• **Consigne a**: Veuillez relever tous les acteurs que nomme l'extrait sur les assurances face aux catastrophes naturelles, chacun une seule fois.

=-=-=-=-=

Sur le marché des assurances, les catastrophes naturelles sont en général  considérées comme des phénomènes “à haute gravité et basse fréquence”, que les compagnies d’assurance préfèrent, et de loin, à ceux qualifiés de “à faible gravité et haute fréquence”. Le marché des assurances contre le risque de catastrophe en est encore au stade de l’enfance. Réduire la vulnérabilité aux catastrophes ne devrait toutefois pas être considéré comme un coût mais comme  une opportunité de renforcer la durabilité et la résilience. Vues sous cet angle, les assurances deviennent un outil important pour réduire la charge associée aux catastrophes naturelles en la répartissant dans le temps et l’espace. On s’est référé au fait que la  réduction des risques doit impliquer un certain degré de partenariat avec le secteur privé, y compris les banques d’investissement et les compagnies d’assurance. Il faut donc définir le rôle qui incombe au gouvernement vis-à-vis du secteur privé sur le marché des assurances. De plus, il faut adopter des décisions quant à la mise en place d’un dispositif institutionnel appropriée facilitant le fonctionnement des schémas d’assurance tout en minimisant  les aléas moraux et les choix négatifs.

=-=-=-=-=

• **Consigne b**: Comptez les lignes des enregistrements où figure la chaîne « grassy », puis donnez uniquement ce nombre.

• **Données sources**:

=-=-=-=-=

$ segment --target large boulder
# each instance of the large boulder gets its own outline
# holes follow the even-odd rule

=-=-=-=-=

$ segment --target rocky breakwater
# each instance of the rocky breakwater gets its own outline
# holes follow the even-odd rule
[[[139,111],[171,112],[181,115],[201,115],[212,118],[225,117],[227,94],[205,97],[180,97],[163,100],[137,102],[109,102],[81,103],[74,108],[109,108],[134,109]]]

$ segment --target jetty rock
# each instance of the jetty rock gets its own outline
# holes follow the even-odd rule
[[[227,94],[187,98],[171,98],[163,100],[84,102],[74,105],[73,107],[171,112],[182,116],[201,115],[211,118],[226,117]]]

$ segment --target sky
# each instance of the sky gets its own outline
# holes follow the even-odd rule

=-=-=-=-=

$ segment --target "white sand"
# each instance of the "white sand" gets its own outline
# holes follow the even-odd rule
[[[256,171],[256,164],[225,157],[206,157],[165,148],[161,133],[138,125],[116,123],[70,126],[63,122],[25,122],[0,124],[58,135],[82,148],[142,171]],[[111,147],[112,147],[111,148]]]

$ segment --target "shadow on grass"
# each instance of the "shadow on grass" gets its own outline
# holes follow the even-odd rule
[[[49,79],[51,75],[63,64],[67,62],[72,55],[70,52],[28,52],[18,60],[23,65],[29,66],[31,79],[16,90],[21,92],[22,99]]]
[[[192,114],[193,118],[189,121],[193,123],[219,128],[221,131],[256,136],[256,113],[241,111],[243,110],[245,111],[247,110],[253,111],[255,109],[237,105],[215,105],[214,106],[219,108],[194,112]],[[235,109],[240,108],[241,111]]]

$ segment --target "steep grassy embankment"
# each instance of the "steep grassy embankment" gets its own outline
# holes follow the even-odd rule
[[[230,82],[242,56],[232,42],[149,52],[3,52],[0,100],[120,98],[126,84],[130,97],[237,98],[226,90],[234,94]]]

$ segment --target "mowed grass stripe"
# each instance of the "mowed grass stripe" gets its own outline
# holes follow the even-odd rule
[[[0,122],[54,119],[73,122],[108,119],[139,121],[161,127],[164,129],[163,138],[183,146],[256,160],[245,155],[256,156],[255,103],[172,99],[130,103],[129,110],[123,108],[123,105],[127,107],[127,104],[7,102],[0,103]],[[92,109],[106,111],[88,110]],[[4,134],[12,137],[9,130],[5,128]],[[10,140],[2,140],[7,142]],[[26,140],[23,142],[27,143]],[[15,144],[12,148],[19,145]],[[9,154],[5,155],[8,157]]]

=-=-=-=-=

• **Réponse complète a**:
- les compagnies d'assurance
- le secteur privé
- les banques d'investissement
- le gouvernement

• **Réponse complète b**: 2